§ **Extracted text**

Song of Solomon 1:3. This verse refers to the alamot for Solomon. These are not married women but maidens who wanted husbands. The term implies virginity.

Song of Solomon 6:8. This description includes 3 categories: 60 queens, 80 concubines, and alamot without measure. The alamot are wife or concubine candidates. In other words, the king had a supply of virgins.

Proverbs 30:19. This verse describes the way of a man with an ‘almah’. The context in Prov. 30:18-20 refers to four incomprehensible things:

  1. An eagle in the sky
  2. A serpent on a rock
  3. A ship at sea
  4. And a man with an ‘almah’.

What do all four things have in common? They are all things that disappear quickly. The eagle flies away from sight. The serpent slithers off the rock. A ship disappears. And well, a virgin can lose her virginity in a heartbeat. ( ͡° ͜ʖ ͡°)

If this interpretation is right, almah can absolutely mean virgin. There’s no moral evil in the previous three examples. The fourth example can’t be referring to illicit sex. So almah indicates virginity in this passage.

What An Expert In The Old Testament and Semitic Languages Says:

Dr. Michael Heiser is an Old Testament scholar with a Ph.D. in Semitic languages. After surveying these passages, he concludes:

In ancient patriarchal culture, a “woman of marriageable age,” like Mary, was a female who had at least reached puberty and so was capable of bearing children. Daughters in such a culture were under close supervision and restraint. Even in today’s sex-saturated culture, a significant number of girls in their teen years are virgins—how much more those in a patriarchal culture? Matthew was raised in this culture—and with the book of Esther—so it should not surprise us that he saw no incongruity in understanding almah (עלמה) to mean “virgin.”

§ **Exercise 1**
Please list the four incomprehensible things named in the text on the word almah for Proverbs 30:18-20.
§ **Exercise 2**
State whether each statement below agrees with the text on the word almah, and quote the words that decide it: (a) Song of Solomon 6:8 mentions 60 queens and 80 concubines. (b) The alamot in Song of Solomon 1:3 are married women. (c) Dr. Michael Heiser has a Ph.D. in Semitic languages.

§ **Data provided**
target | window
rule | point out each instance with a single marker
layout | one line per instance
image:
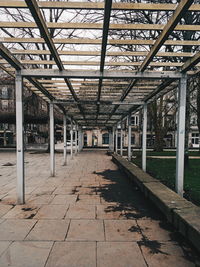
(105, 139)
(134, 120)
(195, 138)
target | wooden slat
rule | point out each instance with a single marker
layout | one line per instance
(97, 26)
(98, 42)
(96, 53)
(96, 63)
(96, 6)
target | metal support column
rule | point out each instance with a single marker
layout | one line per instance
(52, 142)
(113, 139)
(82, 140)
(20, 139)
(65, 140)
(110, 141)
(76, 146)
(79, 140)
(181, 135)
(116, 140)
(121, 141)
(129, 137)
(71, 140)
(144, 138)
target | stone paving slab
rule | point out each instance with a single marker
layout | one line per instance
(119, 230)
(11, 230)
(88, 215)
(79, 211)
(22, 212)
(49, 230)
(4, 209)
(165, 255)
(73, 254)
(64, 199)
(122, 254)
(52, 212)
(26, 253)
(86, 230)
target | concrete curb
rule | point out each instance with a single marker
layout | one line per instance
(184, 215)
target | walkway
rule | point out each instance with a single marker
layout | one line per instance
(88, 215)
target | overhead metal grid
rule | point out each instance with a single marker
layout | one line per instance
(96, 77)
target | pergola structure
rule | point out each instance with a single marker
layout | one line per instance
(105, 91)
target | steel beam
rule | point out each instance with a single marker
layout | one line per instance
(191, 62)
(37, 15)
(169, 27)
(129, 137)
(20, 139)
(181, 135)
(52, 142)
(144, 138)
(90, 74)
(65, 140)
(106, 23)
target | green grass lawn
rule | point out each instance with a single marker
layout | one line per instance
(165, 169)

==

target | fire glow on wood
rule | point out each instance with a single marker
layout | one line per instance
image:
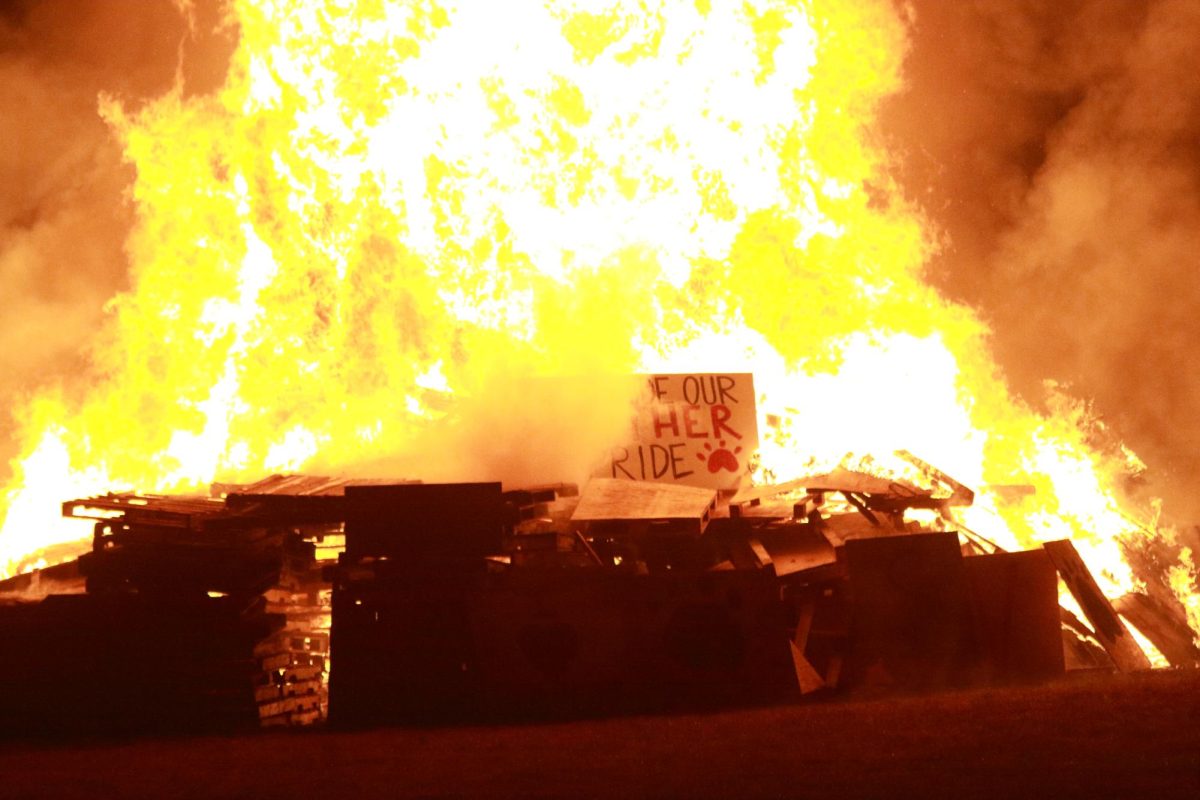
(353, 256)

---

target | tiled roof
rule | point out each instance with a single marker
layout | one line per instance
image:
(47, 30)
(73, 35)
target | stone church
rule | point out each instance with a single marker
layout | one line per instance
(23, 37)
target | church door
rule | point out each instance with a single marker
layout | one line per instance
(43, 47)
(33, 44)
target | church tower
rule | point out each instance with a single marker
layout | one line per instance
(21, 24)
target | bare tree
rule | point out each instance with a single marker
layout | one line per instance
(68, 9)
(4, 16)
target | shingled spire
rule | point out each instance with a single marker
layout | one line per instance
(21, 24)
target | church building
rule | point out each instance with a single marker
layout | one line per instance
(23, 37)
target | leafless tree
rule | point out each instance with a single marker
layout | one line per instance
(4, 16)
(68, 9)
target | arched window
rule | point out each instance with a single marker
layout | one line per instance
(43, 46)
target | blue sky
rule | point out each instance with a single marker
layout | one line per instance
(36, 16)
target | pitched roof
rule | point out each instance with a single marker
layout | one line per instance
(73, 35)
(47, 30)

§ **Full solution 1**
1. An eagle in the sky
2. A serpent on a rock
3. A ship at sea
4. A man with an ‘almah’

§ **Full solution 2**
(a) Yes: "60 queens, 80 concubines, and alamot without measure"
(b) No: "These are not married women but maidens who wanted husbands."
(c) Yes: "an Old Testament scholar with a Ph.D. in Semitic languages"